- EXERCISE BRIEF -
Your task is to output all the records below, word for word.

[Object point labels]
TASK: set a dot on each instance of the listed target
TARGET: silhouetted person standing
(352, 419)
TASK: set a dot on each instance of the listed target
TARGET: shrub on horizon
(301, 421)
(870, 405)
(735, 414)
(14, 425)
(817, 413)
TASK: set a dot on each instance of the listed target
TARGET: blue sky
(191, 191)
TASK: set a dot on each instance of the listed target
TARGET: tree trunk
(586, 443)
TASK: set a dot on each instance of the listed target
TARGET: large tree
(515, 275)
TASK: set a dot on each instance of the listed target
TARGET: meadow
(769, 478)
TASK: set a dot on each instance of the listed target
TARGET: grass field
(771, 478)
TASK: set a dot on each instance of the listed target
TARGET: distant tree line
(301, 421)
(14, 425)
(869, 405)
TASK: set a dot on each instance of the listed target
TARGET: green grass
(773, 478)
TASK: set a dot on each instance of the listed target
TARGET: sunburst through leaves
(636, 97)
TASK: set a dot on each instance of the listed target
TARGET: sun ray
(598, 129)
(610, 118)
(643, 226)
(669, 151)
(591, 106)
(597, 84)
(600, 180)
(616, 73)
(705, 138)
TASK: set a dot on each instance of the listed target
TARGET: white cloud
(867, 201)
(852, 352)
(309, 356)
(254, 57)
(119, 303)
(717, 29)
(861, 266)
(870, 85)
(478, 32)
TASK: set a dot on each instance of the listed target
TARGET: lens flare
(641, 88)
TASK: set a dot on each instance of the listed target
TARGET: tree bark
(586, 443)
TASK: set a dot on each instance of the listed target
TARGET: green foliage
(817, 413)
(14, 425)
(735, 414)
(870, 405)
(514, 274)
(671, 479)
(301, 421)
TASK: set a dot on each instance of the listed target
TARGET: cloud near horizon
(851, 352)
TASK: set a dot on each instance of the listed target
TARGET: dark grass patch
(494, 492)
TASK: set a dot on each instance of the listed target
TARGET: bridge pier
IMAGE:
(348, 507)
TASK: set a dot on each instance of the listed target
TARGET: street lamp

- SOLUTION TO THIS EXERCISE -
TASK: set a dot on each instance of the listed target
TARGET: silhouetted person standing
(352, 419)
TASK: set a dot on each instance of the listed target
TARGET: shrub on horizon
(301, 421)
(870, 405)
(735, 414)
(14, 425)
(817, 413)
TASK: set a dot on each instance of the listed target
TARGET: blue sky
(191, 191)
TASK: set a dot on each instance of the listed target
TARGET: tree trunk
(586, 443)
TASK: set a dot on each instance of the listed target
TARGET: large tree
(515, 275)
TASK: set a dot on each instance of the listed target
TARGET: meadow
(769, 478)
TASK: set a dot on each instance of the listed target
TARGET: grass field
(771, 478)
TASK: set a dot on each instance of the listed target
TARGET: distant tree line
(301, 421)
(14, 425)
(869, 405)
TASK: set a dot on each instance of the listed target
TARGET: green grass
(773, 478)
TASK: set a dot on each instance of the listed target
TARGET: sunburst through leaves
(636, 97)
TASK: set a dot on each instance of the listed target
TARGET: sun ray
(598, 129)
(610, 118)
(643, 226)
(669, 151)
(591, 106)
(597, 84)
(600, 180)
(616, 73)
(705, 138)
TASK: set a dot on each instance of the listed target
TARGET: white cloud
(867, 201)
(852, 352)
(309, 356)
(254, 57)
(119, 303)
(717, 29)
(861, 266)
(870, 85)
(478, 32)
TASK: set a dot on each instance of the listed target
TARGET: lens flare
(641, 88)
TASK: set a dot on each instance of the listed target
TARGET: tree bark
(586, 443)
TASK: set a dot on each instance of the listed target
TARGET: green foliage
(817, 413)
(14, 425)
(735, 414)
(870, 405)
(514, 274)
(671, 479)
(301, 421)
TASK: set a dot on each instance of the listed target
TARGET: cloud near horizon
(851, 352)
TASK: set a dot on each instance of the listed target
TARGET: dark grass patch
(494, 492)
TASK: set a dot on each instance of the listed target
TARGET: bridge pier
IMAGE:
(348, 507)
TASK: set a dot on each instance of the listed target
TARGET: street lamp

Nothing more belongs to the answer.